Your task is to reproduce, exactly and only, the lines running from the line containing "Question. For every instance of the white villa" to the end of the data below, both included.

*** Opening Data listing ***

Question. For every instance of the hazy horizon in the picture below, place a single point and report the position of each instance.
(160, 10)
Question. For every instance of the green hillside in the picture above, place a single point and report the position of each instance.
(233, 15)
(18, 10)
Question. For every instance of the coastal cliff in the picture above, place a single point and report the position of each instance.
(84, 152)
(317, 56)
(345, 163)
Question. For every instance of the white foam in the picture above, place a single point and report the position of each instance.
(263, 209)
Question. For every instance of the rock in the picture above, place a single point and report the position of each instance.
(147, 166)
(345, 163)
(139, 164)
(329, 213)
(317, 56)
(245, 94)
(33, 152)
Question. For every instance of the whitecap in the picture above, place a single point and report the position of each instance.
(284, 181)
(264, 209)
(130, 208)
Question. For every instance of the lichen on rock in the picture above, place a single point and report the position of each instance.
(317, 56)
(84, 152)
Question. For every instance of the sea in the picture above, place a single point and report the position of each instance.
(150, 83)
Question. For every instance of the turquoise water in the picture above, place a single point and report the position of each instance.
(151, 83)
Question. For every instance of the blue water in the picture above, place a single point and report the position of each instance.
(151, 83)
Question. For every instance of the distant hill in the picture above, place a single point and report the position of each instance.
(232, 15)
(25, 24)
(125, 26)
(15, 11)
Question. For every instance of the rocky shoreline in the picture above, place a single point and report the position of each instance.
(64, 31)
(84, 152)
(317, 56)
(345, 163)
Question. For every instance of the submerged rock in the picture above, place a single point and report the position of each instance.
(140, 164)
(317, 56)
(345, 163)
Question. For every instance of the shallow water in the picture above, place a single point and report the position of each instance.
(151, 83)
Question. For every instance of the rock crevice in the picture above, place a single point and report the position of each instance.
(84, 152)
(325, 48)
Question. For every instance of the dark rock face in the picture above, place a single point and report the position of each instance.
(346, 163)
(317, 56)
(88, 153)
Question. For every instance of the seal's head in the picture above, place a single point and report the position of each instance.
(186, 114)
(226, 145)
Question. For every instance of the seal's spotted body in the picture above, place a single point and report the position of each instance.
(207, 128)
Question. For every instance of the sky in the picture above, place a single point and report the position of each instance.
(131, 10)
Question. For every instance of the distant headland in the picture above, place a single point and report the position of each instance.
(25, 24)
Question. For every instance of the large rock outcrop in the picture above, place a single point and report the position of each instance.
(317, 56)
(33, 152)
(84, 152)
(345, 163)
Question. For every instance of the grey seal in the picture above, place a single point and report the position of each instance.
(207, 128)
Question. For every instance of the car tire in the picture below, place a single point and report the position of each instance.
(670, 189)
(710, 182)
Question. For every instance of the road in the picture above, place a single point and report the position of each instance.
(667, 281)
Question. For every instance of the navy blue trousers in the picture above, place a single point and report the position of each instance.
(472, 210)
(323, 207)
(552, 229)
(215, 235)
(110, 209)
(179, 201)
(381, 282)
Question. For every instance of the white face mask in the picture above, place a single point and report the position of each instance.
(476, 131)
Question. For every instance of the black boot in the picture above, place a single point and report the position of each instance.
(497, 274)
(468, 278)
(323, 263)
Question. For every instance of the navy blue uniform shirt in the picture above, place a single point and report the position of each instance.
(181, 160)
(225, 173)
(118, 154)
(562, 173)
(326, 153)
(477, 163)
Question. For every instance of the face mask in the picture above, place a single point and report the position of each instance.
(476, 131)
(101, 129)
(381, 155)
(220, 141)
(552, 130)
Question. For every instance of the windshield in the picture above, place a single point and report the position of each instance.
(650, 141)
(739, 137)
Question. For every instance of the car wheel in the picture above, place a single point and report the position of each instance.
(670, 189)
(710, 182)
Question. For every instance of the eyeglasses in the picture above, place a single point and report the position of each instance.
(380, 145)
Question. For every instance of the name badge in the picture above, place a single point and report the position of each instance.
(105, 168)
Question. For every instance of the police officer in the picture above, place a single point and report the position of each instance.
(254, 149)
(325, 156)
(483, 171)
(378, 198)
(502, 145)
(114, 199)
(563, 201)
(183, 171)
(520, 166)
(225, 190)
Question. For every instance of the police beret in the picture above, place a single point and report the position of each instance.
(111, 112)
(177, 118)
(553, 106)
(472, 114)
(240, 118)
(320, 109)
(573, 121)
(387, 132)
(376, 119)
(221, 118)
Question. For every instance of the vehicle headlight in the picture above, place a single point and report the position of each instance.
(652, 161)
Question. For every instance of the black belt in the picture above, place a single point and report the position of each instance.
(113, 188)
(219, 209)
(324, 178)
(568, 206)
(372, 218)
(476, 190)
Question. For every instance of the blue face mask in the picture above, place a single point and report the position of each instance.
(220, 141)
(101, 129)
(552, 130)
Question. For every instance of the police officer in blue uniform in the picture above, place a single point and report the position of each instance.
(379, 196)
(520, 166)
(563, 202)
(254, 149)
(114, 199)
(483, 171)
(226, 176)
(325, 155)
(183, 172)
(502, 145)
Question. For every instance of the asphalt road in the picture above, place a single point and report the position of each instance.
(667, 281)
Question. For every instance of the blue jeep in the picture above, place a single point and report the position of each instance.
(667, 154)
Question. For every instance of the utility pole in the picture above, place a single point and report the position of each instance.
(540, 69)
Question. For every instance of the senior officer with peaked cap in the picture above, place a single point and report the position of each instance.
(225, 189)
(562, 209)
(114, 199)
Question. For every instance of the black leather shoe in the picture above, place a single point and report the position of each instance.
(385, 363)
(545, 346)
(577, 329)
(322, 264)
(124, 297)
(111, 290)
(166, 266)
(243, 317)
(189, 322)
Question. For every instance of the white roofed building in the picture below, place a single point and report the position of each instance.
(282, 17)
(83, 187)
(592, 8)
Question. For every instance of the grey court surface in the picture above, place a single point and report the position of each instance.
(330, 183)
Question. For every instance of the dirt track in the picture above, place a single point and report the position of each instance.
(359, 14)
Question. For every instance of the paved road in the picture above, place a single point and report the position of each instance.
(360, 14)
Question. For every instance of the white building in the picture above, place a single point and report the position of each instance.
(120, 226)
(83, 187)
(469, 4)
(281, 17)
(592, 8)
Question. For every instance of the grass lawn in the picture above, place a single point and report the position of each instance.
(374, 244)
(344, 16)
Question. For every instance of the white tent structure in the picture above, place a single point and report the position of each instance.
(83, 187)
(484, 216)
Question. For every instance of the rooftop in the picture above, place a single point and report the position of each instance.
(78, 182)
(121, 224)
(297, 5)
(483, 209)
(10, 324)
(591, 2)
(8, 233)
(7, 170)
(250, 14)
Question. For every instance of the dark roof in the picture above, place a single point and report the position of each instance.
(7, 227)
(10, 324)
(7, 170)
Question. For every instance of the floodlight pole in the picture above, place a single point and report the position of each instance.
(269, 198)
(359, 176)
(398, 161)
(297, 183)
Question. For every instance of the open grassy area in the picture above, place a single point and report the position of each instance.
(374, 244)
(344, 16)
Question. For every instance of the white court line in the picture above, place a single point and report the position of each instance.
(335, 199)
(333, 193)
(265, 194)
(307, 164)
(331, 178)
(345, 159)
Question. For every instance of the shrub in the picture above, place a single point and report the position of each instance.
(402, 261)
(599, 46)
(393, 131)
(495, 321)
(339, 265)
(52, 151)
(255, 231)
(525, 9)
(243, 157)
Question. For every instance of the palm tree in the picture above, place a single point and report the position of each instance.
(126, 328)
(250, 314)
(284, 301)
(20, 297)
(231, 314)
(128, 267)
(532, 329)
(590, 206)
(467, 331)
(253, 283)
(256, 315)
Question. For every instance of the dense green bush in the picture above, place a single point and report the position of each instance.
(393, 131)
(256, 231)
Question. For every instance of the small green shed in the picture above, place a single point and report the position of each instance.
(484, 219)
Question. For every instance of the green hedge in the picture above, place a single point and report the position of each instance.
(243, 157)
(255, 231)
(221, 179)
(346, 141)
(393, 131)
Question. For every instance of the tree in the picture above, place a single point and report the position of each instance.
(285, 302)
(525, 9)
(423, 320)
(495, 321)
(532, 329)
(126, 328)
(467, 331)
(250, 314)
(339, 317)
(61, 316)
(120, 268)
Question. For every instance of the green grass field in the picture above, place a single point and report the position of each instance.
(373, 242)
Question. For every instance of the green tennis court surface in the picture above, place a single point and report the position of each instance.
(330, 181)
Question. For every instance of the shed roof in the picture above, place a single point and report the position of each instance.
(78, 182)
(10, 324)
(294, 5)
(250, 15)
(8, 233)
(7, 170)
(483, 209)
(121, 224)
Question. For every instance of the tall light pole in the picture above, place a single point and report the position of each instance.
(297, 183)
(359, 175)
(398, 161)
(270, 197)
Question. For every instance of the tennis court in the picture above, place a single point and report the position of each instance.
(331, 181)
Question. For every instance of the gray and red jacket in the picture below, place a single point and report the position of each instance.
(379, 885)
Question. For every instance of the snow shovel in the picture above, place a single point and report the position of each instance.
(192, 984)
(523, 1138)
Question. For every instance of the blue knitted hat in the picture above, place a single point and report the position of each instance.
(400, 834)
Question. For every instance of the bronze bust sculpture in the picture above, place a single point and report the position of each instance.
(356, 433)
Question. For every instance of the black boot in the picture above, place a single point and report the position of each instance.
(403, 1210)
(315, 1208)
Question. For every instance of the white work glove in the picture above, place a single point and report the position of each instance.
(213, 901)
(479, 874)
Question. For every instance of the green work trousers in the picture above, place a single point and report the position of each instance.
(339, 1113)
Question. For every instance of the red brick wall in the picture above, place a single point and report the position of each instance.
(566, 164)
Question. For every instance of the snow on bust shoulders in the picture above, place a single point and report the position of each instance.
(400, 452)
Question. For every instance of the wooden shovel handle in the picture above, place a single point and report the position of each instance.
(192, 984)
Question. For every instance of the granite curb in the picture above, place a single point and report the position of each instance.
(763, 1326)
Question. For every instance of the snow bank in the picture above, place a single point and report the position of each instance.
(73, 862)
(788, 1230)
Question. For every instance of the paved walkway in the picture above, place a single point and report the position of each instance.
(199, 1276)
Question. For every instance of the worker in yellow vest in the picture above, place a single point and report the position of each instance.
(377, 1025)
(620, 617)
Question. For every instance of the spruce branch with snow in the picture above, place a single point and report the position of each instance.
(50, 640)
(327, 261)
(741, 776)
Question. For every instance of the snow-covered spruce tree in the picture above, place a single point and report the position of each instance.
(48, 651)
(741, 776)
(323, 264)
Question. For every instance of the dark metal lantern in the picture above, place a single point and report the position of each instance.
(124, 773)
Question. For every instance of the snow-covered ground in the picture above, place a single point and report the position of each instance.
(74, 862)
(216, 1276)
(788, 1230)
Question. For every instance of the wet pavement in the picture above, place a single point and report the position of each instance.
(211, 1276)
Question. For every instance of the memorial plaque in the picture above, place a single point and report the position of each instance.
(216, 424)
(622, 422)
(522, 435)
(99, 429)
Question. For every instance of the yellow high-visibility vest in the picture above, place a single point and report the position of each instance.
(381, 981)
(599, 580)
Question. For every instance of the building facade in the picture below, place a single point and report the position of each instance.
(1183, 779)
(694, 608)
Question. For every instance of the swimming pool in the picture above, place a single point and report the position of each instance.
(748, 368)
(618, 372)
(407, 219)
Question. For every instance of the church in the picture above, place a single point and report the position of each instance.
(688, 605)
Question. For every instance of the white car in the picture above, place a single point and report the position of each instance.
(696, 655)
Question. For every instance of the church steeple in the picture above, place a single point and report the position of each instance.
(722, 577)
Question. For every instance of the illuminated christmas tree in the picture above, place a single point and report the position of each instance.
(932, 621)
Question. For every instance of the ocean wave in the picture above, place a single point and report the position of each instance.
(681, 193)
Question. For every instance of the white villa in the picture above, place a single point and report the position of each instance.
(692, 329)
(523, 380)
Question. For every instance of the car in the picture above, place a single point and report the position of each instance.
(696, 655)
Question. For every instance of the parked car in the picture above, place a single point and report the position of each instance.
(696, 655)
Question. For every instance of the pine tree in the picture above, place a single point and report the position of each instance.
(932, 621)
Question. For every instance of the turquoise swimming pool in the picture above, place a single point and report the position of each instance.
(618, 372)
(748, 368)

*** Closing Data listing ***

- [Reply]
Question. For every instance of the white villa in the picture above, place a single point and report the position of each instance.
(692, 329)
(523, 380)
Question. For every instance of the car in the picture above, place a single point and report the position of each instance.
(696, 655)
Question. For every instance of the parked car in the picture above, place a single point and report the position of each instance.
(696, 655)
Question. For every instance of the pine tree in the picture above, place a single point and report the position of each instance.
(932, 621)
Question. For every instance of the turquoise swimming pool in the picture above, place a single point and report the position of each instance.
(618, 372)
(748, 368)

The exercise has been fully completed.